Do this —
Rewrite the material below, replacing "segment every instance" with "outline each instance" everywhere and changing nothing else. Omit the pictures.

── Extracted entries

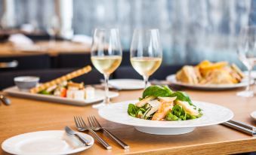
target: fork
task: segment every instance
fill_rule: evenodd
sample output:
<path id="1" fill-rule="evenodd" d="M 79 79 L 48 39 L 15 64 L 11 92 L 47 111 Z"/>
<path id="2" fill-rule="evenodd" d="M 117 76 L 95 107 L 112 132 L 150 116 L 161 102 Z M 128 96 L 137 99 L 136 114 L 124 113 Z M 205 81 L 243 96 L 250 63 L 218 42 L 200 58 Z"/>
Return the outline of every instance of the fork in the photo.
<path id="1" fill-rule="evenodd" d="M 103 130 L 107 133 L 113 139 L 116 141 L 119 144 L 120 144 L 124 149 L 128 149 L 129 146 L 126 144 L 125 142 L 121 141 L 119 138 L 115 136 L 113 133 L 111 133 L 108 129 L 104 127 L 102 127 L 100 123 L 97 121 L 94 116 L 91 116 L 87 117 L 89 122 L 89 125 L 91 129 L 94 131 Z"/>
<path id="2" fill-rule="evenodd" d="M 82 117 L 74 117 L 74 120 L 76 126 L 79 132 L 84 131 L 90 131 L 95 137 L 95 138 L 102 144 L 106 150 L 111 150 L 112 147 L 106 142 L 103 139 L 102 139 L 93 129 L 89 128 Z"/>

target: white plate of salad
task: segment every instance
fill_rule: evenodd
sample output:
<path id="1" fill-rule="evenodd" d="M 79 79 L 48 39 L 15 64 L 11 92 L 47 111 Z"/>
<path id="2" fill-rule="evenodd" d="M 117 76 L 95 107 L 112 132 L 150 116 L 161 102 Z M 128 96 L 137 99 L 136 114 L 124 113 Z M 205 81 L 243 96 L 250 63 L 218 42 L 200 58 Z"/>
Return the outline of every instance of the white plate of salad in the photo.
<path id="1" fill-rule="evenodd" d="M 184 92 L 167 86 L 150 86 L 139 100 L 114 103 L 99 110 L 101 117 L 156 135 L 179 135 L 196 127 L 226 122 L 233 117 L 230 109 L 212 103 L 192 101 Z"/>

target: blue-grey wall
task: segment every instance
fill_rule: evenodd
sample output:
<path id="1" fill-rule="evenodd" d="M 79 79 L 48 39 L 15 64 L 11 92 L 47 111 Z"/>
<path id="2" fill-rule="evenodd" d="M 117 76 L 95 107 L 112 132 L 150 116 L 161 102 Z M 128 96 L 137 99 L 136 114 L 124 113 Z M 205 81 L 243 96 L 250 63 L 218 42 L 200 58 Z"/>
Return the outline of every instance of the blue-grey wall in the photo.
<path id="1" fill-rule="evenodd" d="M 158 28 L 168 64 L 238 62 L 241 26 L 256 23 L 256 0 L 73 0 L 76 34 L 118 27 L 128 49 L 135 27 Z M 16 0 L 17 25 L 43 29 L 54 12 L 53 0 Z M 0 0 L 0 5 L 2 0 Z M 1 11 L 1 10 L 0 10 Z"/>

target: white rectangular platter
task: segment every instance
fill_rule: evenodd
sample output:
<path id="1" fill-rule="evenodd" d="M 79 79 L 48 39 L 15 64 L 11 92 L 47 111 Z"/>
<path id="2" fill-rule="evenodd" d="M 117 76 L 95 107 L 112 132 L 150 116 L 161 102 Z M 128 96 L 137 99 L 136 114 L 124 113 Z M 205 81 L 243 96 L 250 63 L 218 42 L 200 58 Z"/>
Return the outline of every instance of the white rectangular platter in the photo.
<path id="1" fill-rule="evenodd" d="M 92 104 L 95 102 L 99 102 L 103 101 L 105 97 L 105 92 L 100 90 L 95 90 L 95 97 L 90 99 L 72 99 L 54 96 L 48 96 L 43 94 L 34 94 L 30 93 L 29 92 L 20 91 L 17 87 L 11 87 L 4 90 L 4 92 L 11 96 L 27 98 L 35 100 L 51 102 L 58 102 L 67 105 L 86 105 L 88 104 Z M 117 97 L 119 93 L 116 92 L 109 92 L 109 98 Z"/>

────

Result of the task —
target: fork
task: outline each instance
fill_rule: evenodd
sample output:
<path id="1" fill-rule="evenodd" d="M 79 79 L 48 39 L 15 64 L 11 92 L 47 111 Z"/>
<path id="2" fill-rule="evenodd" d="M 117 76 L 95 107 L 112 132 L 150 116 L 161 102 Z M 128 96 L 137 99 L 136 114 L 124 113 Z M 205 81 L 243 96 L 250 63 L 218 42 L 200 58 Z"/>
Return the outline of every instance of the fork in the photo.
<path id="1" fill-rule="evenodd" d="M 103 130 L 107 133 L 113 139 L 116 141 L 119 144 L 120 144 L 124 149 L 128 149 L 129 146 L 126 144 L 125 142 L 121 141 L 119 138 L 115 136 L 113 133 L 111 133 L 108 129 L 104 127 L 102 127 L 100 123 L 97 121 L 94 116 L 91 116 L 87 117 L 89 122 L 89 125 L 91 129 L 94 131 Z"/>
<path id="2" fill-rule="evenodd" d="M 82 117 L 74 117 L 74 120 L 76 126 L 79 132 L 84 131 L 90 131 L 95 137 L 95 138 L 102 144 L 106 150 L 111 150 L 112 147 L 106 142 L 103 139 L 102 139 L 93 129 L 89 128 Z"/>

target: white plate of salad
task: outline each instance
fill_rule: evenodd
sample output:
<path id="1" fill-rule="evenodd" d="M 79 79 L 48 39 L 15 64 L 11 92 L 47 111 Z"/>
<path id="2" fill-rule="evenodd" d="M 117 76 L 95 107 L 112 132 L 150 116 L 161 102 Z M 128 96 L 137 99 L 136 114 L 124 113 Z M 205 81 L 243 96 L 250 63 L 218 42 L 200 58 Z"/>
Return the outline of every instance of the white plate of salad in the photo.
<path id="1" fill-rule="evenodd" d="M 184 92 L 167 86 L 150 86 L 139 100 L 114 103 L 99 110 L 101 117 L 156 135 L 179 135 L 196 127 L 226 122 L 233 117 L 230 109 L 212 103 L 192 101 Z"/>

target: blue-grey wall
task: outline each instance
fill_rule: evenodd
sample output:
<path id="1" fill-rule="evenodd" d="M 79 79 L 48 39 L 15 64 L 11 92 L 47 111 Z"/>
<path id="2" fill-rule="evenodd" d="M 117 76 L 95 107 L 112 132 L 150 116 L 161 102 Z M 128 96 L 137 99 L 136 114 L 124 113 Z M 205 81 L 243 96 L 250 63 L 218 42 L 200 58 Z"/>
Return the outline of every instance of the blue-grey wall in the photo.
<path id="1" fill-rule="evenodd" d="M 158 28 L 168 64 L 238 62 L 241 26 L 256 23 L 256 0 L 73 0 L 76 34 L 118 27 L 128 49 L 135 27 Z M 16 0 L 17 25 L 43 29 L 54 12 L 53 0 Z M 0 0 L 0 5 L 2 0 Z M 1 11 L 1 10 L 0 10 Z"/>

target: white rectangular platter
task: outline each instance
fill_rule: evenodd
sample output:
<path id="1" fill-rule="evenodd" d="M 79 79 L 48 39 L 15 64 L 11 92 L 47 111 Z"/>
<path id="2" fill-rule="evenodd" d="M 117 76 L 95 107 L 112 132 L 150 116 L 161 102 Z M 128 96 L 137 99 L 136 114 L 124 113 Z M 205 81 L 243 96 L 250 63 L 218 42 L 200 58 Z"/>
Return the outline of every instance of the white rectangular platter in the photo.
<path id="1" fill-rule="evenodd" d="M 92 104 L 95 102 L 99 102 L 103 101 L 105 97 L 105 92 L 100 90 L 95 90 L 95 97 L 90 99 L 72 99 L 54 96 L 48 96 L 43 94 L 34 94 L 30 93 L 29 92 L 20 91 L 17 87 L 11 87 L 4 90 L 4 92 L 11 96 L 27 98 L 35 100 L 51 102 L 58 102 L 67 105 L 86 105 L 88 104 Z M 117 97 L 119 93 L 116 92 L 109 92 L 109 98 Z"/>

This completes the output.